Task instructions:
Please transcribe everything in the production mishap stories below, from "A long time" down to "8 minutes. #DevOoops!", word for word.

Excerpt to read:
──────────

I was responsible to set up the flow for a tourist company. The flow had one queue which was protected by simple username/password (long time ago, it was normal). The credentials were shared with me in an email. The issue was: the guy who shared them was Swedish, and they were in a format: användare lösenord.

I didn’t speak Swedish at that time and just added the credentials. When we launched it on prod we started losing all the messages. After investigation we found out that actual user and password where hidden in whitespaces and became visible on select… It was the way to “secure” them in an email.

And those word just mean “user” and “password” in Swedish.

Terrified,

Senior Developer

A Not-So-Hot Fix in Production

In the heat of applying a hot fix in production. I accidentally deleted all k8s deployments that were in the non-default namespace with just one command. With collaborated efforts from development, we recovered quickly. But just a simple kubectl command can wipe almost your whole cluster without any request for confirmation.

Paranoid,

Senior Site Reliability Engineer

A Weekend Ruined By Floppy Disks

A long time ago, when it was still a fairly common and feasible practice to put an entire app’s database on a few floppy disks, I made the mistake of fiddling with the .DBF files without first making a backup. Needless to say, I screwed something up and had to spend the rest of my weekend fixing the files using a C program I cobbled together to gather up all the old data into new tables.

Luckily, I had enough information from reference materials on hand to be able to figure out the file format and where all the data was on the disks (this pre-Internet times). Still wasn’t fun and my supervisor rightfully chewed me out for not taking proper precautions.

Freaked out,

Consultant

A Case of Bad Timing

I once deployed an application ahead of time and scheduled a cron to restart the webserver at 8am, but instead it was every 8 minutes. #DevOoops!

With curdled blood,

Developer

The Road to Prod Is Paved with Good Intentions

One of my developers decided to “improve” a production deployment script. He started making changes directly in the production environment, not in development, against my advice; but management didn’t seem concerned. At 5pm on the dot he left work every day. This day he left as usual. The script changes were unfinished and untested, but live in production. All production deployments failed overnight, costing the company many tens of thousands of dollars.

──────────

Supplied data:
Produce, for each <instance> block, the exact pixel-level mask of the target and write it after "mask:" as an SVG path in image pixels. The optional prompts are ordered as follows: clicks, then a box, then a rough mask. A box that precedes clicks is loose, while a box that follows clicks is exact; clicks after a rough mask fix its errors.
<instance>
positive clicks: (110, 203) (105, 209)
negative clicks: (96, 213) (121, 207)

──────────

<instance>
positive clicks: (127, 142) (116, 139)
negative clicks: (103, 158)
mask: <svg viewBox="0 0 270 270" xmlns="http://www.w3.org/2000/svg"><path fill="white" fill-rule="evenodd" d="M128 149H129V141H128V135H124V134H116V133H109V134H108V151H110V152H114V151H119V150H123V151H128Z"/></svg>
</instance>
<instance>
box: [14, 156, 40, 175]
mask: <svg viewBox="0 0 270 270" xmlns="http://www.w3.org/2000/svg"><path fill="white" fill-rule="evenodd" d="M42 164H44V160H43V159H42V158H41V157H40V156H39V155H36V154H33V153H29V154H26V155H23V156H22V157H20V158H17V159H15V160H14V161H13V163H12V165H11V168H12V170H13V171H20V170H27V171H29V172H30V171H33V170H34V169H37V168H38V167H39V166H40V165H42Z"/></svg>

──────────

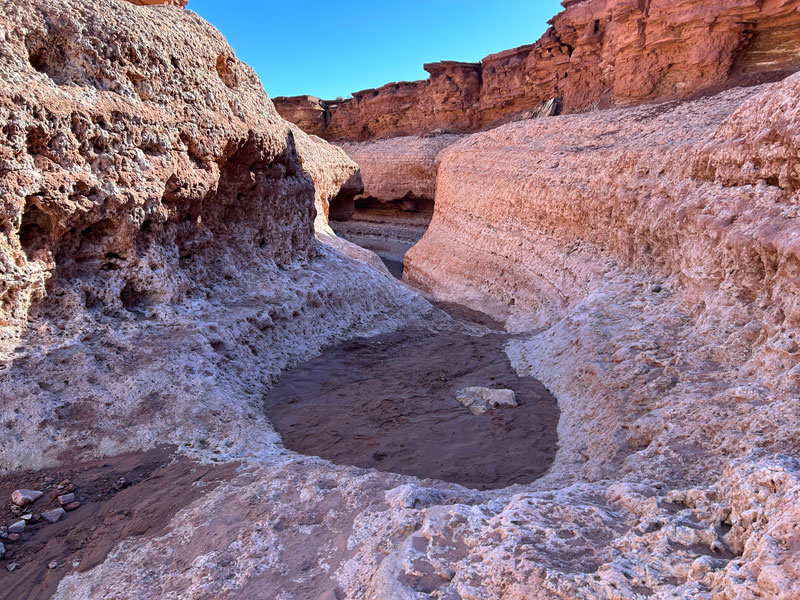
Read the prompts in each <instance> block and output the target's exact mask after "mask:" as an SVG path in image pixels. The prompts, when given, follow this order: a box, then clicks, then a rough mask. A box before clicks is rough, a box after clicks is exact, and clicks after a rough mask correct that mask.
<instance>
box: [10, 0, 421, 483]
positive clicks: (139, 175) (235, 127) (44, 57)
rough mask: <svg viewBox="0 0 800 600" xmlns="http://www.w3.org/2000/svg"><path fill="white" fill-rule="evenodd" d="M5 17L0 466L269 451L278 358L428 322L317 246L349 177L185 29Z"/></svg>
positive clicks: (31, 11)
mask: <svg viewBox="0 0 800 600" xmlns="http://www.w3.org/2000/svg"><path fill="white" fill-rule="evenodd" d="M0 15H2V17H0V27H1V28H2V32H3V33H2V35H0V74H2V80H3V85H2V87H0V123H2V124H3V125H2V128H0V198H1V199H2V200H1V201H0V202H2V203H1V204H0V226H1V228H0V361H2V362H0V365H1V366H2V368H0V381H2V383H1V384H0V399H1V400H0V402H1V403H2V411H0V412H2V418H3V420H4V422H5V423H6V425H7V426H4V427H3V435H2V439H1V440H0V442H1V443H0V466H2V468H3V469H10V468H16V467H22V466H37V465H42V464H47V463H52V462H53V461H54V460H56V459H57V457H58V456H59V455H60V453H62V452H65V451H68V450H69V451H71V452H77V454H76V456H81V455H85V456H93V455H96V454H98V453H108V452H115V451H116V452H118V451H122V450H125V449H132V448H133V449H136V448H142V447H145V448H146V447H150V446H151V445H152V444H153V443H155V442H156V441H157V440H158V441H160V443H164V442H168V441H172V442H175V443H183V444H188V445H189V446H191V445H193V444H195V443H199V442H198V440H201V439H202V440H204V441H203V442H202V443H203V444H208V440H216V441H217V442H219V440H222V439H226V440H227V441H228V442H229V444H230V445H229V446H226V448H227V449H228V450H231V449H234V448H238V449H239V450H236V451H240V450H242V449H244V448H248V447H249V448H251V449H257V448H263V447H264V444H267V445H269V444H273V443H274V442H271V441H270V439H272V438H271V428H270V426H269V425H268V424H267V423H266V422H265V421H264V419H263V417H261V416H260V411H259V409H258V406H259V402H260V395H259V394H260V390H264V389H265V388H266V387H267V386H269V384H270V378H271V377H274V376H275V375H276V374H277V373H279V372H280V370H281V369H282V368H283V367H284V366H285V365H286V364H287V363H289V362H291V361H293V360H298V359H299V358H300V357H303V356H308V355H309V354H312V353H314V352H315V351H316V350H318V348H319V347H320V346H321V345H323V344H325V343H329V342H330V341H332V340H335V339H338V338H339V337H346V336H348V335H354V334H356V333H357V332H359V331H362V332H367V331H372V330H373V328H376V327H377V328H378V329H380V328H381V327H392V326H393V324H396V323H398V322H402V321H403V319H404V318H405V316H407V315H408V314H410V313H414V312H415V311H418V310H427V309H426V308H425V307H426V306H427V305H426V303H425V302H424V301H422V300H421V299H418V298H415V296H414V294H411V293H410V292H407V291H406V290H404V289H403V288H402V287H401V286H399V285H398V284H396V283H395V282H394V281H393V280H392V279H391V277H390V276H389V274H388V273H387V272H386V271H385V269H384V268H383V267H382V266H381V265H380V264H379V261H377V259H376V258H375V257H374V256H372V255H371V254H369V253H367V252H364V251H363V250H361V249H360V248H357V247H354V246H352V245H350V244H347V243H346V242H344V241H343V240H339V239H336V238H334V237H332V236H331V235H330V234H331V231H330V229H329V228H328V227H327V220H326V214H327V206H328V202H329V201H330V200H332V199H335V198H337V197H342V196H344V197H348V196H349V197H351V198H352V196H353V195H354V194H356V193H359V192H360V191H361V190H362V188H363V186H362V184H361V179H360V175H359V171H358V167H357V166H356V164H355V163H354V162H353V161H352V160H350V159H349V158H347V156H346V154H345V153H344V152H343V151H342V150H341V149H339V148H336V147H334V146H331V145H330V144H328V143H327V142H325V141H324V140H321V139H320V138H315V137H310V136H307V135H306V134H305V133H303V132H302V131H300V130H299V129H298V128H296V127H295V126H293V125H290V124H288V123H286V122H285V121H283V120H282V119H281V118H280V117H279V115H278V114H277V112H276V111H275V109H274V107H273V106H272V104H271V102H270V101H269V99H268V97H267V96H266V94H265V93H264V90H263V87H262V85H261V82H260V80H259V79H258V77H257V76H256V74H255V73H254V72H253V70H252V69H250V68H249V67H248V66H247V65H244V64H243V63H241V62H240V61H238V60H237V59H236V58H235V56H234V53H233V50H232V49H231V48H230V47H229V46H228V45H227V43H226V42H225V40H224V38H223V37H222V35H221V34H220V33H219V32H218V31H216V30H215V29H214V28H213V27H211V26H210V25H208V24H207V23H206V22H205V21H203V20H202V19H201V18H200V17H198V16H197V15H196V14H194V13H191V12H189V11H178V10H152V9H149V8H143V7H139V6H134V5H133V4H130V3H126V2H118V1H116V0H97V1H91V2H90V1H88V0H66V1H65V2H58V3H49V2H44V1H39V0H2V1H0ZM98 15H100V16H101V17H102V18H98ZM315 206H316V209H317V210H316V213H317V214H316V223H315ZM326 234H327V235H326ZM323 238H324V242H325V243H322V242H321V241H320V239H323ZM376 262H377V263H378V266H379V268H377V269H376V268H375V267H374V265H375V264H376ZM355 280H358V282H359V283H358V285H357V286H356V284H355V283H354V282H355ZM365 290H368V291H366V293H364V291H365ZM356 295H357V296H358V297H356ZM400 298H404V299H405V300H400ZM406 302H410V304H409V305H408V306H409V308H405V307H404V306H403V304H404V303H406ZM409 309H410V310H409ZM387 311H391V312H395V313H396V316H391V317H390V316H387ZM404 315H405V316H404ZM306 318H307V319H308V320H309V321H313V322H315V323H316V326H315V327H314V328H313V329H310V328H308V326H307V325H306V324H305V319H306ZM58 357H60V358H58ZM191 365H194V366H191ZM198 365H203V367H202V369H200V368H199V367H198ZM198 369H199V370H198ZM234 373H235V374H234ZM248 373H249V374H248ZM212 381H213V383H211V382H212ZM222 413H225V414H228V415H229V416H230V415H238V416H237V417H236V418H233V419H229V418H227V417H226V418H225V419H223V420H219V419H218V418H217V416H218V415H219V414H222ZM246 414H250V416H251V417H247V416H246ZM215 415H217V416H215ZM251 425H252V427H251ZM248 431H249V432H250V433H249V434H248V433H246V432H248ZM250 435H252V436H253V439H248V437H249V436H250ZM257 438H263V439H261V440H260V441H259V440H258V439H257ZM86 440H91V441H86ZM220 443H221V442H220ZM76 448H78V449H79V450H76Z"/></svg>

──────────

Exercise response:
A long time ago, when it was still a fairly common and feasible practice to put an entire app’s database on a few floppy disks, I made the mistake of fiddling with the .DBF files without first making a backup. Needless to say, I screwed something up and had to spend the rest of my weekend fixing the files using a C program I cobbled together to gather up all the old data into new tables.

Luckily, I had enough information from reference materials on hand to be able to figure out the file format and where all the data was on the disks (this pre-Internet times). Still wasn’t fun and my supervisor rightfully chewed me out for not taking proper precautions.

Freaked out,

Consultant

A Case of Bad Timing

I once deployed an application ahead of time and scheduled a cron to restart the webserver at 8am, but instead it was every 8 minutes. #DevOoops!